— start of DATASET EXTRACT —

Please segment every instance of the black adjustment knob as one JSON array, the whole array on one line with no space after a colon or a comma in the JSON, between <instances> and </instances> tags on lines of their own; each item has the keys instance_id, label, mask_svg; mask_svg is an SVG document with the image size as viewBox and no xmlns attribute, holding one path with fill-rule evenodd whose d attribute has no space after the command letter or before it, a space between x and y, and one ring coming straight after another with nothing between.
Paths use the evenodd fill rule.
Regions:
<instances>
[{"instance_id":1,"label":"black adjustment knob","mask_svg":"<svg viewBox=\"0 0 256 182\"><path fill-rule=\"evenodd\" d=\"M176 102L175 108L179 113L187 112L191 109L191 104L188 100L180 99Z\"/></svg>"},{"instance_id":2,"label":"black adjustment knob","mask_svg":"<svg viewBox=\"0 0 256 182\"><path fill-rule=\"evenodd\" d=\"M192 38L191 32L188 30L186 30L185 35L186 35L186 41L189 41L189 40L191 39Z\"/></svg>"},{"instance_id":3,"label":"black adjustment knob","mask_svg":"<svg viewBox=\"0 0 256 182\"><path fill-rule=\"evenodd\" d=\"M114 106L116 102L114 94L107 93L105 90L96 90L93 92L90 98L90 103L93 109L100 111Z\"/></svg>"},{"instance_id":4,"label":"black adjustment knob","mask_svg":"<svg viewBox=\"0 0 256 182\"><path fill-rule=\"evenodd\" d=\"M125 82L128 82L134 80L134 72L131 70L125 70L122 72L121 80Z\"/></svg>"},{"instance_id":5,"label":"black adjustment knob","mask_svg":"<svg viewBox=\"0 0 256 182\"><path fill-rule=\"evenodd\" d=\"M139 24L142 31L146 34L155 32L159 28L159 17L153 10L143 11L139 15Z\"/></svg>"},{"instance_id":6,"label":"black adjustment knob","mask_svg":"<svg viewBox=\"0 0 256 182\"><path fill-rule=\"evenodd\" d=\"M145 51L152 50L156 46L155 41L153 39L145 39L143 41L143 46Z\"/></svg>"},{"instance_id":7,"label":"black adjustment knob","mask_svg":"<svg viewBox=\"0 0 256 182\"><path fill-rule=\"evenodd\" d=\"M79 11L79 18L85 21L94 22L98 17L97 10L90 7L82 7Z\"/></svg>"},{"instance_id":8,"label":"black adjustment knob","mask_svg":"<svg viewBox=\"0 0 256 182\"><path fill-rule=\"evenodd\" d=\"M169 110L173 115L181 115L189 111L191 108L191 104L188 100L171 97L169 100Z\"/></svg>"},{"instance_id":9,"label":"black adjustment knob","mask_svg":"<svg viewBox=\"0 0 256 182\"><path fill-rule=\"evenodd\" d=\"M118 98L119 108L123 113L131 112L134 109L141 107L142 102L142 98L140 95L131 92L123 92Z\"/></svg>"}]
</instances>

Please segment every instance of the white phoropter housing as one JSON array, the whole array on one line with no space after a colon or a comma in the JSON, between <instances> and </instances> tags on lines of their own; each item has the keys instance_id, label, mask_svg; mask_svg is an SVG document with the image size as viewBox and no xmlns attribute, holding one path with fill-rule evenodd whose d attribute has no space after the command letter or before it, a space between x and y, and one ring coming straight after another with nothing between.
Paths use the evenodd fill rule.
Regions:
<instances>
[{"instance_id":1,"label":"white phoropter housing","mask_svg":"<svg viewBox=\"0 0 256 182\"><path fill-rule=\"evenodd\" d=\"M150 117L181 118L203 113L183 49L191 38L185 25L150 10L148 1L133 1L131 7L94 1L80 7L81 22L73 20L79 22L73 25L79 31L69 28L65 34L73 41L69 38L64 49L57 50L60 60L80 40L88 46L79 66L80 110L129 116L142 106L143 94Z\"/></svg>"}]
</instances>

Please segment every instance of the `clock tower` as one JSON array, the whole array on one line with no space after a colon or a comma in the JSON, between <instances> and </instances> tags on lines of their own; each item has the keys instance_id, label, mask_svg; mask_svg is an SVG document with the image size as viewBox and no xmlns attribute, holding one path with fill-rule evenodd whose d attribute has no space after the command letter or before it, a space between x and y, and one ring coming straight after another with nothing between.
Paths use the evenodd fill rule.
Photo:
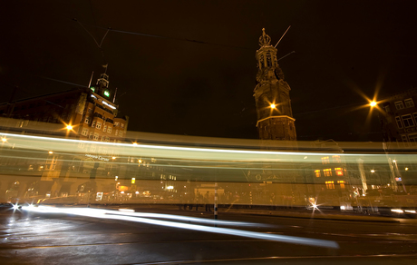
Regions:
<instances>
[{"instance_id":1,"label":"clock tower","mask_svg":"<svg viewBox=\"0 0 417 265\"><path fill-rule=\"evenodd\" d=\"M293 118L289 91L284 73L276 60L276 49L271 38L262 29L259 38L257 86L254 97L257 104L257 127L261 140L296 141L296 119Z\"/></svg>"}]
</instances>

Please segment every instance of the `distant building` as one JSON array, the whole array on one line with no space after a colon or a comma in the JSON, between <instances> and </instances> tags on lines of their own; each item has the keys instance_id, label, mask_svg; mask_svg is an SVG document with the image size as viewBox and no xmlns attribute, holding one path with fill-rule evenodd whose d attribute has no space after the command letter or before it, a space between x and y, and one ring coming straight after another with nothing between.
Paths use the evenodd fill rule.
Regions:
<instances>
[{"instance_id":1,"label":"distant building","mask_svg":"<svg viewBox=\"0 0 417 265\"><path fill-rule=\"evenodd\" d=\"M417 88L382 101L381 118L385 142L417 142Z\"/></svg>"},{"instance_id":2,"label":"distant building","mask_svg":"<svg viewBox=\"0 0 417 265\"><path fill-rule=\"evenodd\" d=\"M289 91L284 73L278 65L276 49L265 34L259 38L257 51L257 84L254 97L257 111L257 131L261 140L296 140L296 120L293 118Z\"/></svg>"},{"instance_id":3,"label":"distant building","mask_svg":"<svg viewBox=\"0 0 417 265\"><path fill-rule=\"evenodd\" d=\"M117 142L126 135L129 117L117 117L119 105L102 74L95 86L78 87L0 104L3 117L70 124L80 139Z\"/></svg>"}]
</instances>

— end of DATASET EXTRACT —

◆ **WHAT IS REQUIRED**
The entries above should be reproduced exactly, without their pictures.

◆ **SOLUTION TO THE EXERCISE**
Please segment every instance of the black adjustment knob as one JSON array, the whole array on one line with no space after a colon or a comma in the JSON, between <instances> and </instances> tags on lines of their own; each item has the keys instance_id, label, mask_svg; mask_svg is an SVG document with the image size as viewBox and no xmlns attribute, holding one path with fill-rule evenodd whose d attribute has no space after the command letter or before it, a space between x and y, and one ring coming straight after another with nothing between.
Paths use the evenodd fill rule.
Regions:
<instances>
[{"instance_id":1,"label":"black adjustment knob","mask_svg":"<svg viewBox=\"0 0 256 182\"><path fill-rule=\"evenodd\" d=\"M176 102L175 108L179 113L187 112L191 109L191 104L188 100L180 99Z\"/></svg>"},{"instance_id":2,"label":"black adjustment knob","mask_svg":"<svg viewBox=\"0 0 256 182\"><path fill-rule=\"evenodd\" d=\"M192 38L191 32L188 30L186 30L185 35L186 35L186 41L189 41L189 40L191 39Z\"/></svg>"},{"instance_id":3,"label":"black adjustment knob","mask_svg":"<svg viewBox=\"0 0 256 182\"><path fill-rule=\"evenodd\" d=\"M114 106L116 102L114 94L107 93L105 90L96 90L93 92L90 98L90 103L93 109L100 111Z\"/></svg>"},{"instance_id":4,"label":"black adjustment knob","mask_svg":"<svg viewBox=\"0 0 256 182\"><path fill-rule=\"evenodd\" d=\"M125 82L128 82L134 80L134 72L131 70L125 70L122 72L121 80Z\"/></svg>"},{"instance_id":5,"label":"black adjustment knob","mask_svg":"<svg viewBox=\"0 0 256 182\"><path fill-rule=\"evenodd\" d=\"M139 24L142 31L146 34L155 32L159 28L159 17L153 10L143 11L139 15Z\"/></svg>"},{"instance_id":6,"label":"black adjustment knob","mask_svg":"<svg viewBox=\"0 0 256 182\"><path fill-rule=\"evenodd\" d=\"M145 51L152 50L156 46L155 41L153 39L145 39L143 41L143 46Z\"/></svg>"},{"instance_id":7,"label":"black adjustment knob","mask_svg":"<svg viewBox=\"0 0 256 182\"><path fill-rule=\"evenodd\" d=\"M79 11L79 18L85 21L94 22L98 17L97 10L90 7L82 7Z\"/></svg>"},{"instance_id":8,"label":"black adjustment knob","mask_svg":"<svg viewBox=\"0 0 256 182\"><path fill-rule=\"evenodd\" d=\"M169 110L173 115L181 115L189 111L191 108L191 104L188 100L171 97L169 100Z\"/></svg>"},{"instance_id":9,"label":"black adjustment knob","mask_svg":"<svg viewBox=\"0 0 256 182\"><path fill-rule=\"evenodd\" d=\"M118 98L119 108L123 113L131 112L134 109L141 107L142 102L142 98L140 95L131 92L123 92Z\"/></svg>"}]
</instances>

Please segment every instance of the white phoropter housing as one JSON array, the whole array on one line with no space after a colon or a comma in the JSON, between <instances> and </instances> tags on lines of their own; each item has the keys instance_id, label, mask_svg; mask_svg is an SVG document with the image size as viewBox and no xmlns attribute, holding one path with fill-rule evenodd whose d attribute has no space after the command letter or before it, a space between x and y, and one ring coming straight after another with nothing between.
Paths use the evenodd fill rule.
Regions:
<instances>
[{"instance_id":1,"label":"white phoropter housing","mask_svg":"<svg viewBox=\"0 0 256 182\"><path fill-rule=\"evenodd\" d=\"M150 117L181 118L203 113L183 49L191 38L185 25L150 10L148 1L133 1L131 7L94 1L80 7L81 22L73 20L79 22L73 25L79 31L69 28L65 34L73 41L69 38L64 49L57 50L60 60L80 40L88 46L79 66L80 110L129 116L142 106L143 94Z\"/></svg>"}]
</instances>

Please segment every instance of the `clock tower` as one JSON array, the whole array on one line with no space after a colon or a comma in the JSON, between <instances> and </instances> tags on lines of their own; each item has the keys instance_id, label, mask_svg; mask_svg is an SVG document with the image size as viewBox and no xmlns attribute, holding one path with fill-rule evenodd whose d attribute has no space after the command letter or before it, a space between x and y, and one ring coming straight after another with nothing between.
Paths use the evenodd fill rule.
Photo:
Regions:
<instances>
[{"instance_id":1,"label":"clock tower","mask_svg":"<svg viewBox=\"0 0 417 265\"><path fill-rule=\"evenodd\" d=\"M293 118L289 91L284 73L276 60L276 49L271 38L262 29L259 38L257 86L254 97L257 104L257 127L261 140L296 141L296 119Z\"/></svg>"}]
</instances>

Please segment every instance of the `distant building` as one JSON array, the whole array on one line with no space after a colon or a comma in the JSON, between <instances> and </instances> tags on lines of their own; each item has the keys instance_id, label, mask_svg; mask_svg is an SVG document with the image size as viewBox and no xmlns attribute, holding one path with fill-rule evenodd whose d attribute has no space after the command letter or before it, a space between x and y, and one ring coming straight after another with nothing between.
Paths use the evenodd fill rule.
Regions:
<instances>
[{"instance_id":1,"label":"distant building","mask_svg":"<svg viewBox=\"0 0 417 265\"><path fill-rule=\"evenodd\" d=\"M417 88L382 101L381 118L385 142L417 142Z\"/></svg>"},{"instance_id":2,"label":"distant building","mask_svg":"<svg viewBox=\"0 0 417 265\"><path fill-rule=\"evenodd\" d=\"M289 91L284 73L278 65L276 49L265 34L259 38L257 51L257 84L254 97L257 111L257 131L261 140L296 140L296 120L293 118Z\"/></svg>"},{"instance_id":3,"label":"distant building","mask_svg":"<svg viewBox=\"0 0 417 265\"><path fill-rule=\"evenodd\" d=\"M117 142L126 135L129 117L117 117L119 105L102 74L95 86L78 87L0 104L3 117L70 124L80 139Z\"/></svg>"}]
</instances>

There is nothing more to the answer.